### Stored data ###

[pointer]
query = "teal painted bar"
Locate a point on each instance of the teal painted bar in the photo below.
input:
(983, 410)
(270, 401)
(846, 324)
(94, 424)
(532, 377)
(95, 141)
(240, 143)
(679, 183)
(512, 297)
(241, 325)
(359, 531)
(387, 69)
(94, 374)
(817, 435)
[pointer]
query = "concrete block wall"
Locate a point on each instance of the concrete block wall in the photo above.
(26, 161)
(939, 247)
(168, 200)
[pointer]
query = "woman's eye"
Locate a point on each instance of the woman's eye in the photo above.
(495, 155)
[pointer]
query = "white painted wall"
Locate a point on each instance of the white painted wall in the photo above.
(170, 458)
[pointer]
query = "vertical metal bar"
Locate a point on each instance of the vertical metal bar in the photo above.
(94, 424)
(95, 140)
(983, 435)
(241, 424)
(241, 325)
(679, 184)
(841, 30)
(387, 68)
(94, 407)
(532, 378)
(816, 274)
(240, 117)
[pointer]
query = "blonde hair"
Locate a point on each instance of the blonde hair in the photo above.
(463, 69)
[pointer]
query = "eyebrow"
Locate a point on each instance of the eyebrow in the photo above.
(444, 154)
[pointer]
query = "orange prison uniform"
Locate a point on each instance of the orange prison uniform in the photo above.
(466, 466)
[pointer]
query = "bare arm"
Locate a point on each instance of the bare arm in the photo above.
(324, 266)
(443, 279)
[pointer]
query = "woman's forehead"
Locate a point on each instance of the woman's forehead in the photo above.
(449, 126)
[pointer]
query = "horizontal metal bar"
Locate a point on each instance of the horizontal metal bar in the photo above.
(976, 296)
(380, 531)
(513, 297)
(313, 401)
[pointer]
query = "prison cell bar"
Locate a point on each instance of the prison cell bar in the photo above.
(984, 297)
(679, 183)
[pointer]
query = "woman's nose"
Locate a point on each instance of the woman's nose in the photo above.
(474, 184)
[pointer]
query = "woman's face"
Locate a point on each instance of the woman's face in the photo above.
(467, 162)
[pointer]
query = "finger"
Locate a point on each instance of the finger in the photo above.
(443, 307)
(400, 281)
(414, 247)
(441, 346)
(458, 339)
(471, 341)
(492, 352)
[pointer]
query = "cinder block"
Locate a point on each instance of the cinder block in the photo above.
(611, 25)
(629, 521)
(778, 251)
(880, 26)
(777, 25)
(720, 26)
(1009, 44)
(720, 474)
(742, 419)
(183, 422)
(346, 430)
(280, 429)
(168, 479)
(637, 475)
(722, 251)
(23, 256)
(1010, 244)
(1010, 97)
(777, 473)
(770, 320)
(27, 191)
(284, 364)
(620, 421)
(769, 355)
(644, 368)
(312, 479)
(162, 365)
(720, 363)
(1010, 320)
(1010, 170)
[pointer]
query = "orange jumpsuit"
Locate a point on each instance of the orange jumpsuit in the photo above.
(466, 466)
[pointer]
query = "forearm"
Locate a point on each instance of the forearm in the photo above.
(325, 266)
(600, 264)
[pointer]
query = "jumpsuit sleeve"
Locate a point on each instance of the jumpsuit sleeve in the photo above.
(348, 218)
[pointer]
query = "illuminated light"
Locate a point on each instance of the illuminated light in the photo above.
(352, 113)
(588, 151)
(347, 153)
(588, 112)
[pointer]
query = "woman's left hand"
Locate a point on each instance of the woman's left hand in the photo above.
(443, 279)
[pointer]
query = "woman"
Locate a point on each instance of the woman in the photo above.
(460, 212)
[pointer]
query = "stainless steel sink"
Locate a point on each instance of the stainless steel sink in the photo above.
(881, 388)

###

* Problem requirements: Return every line of the data above that contains the word "left". Case counts.

* The output:
query = "woman's left hand"
Locate a point on each instance of the woman's left hand in the photo above.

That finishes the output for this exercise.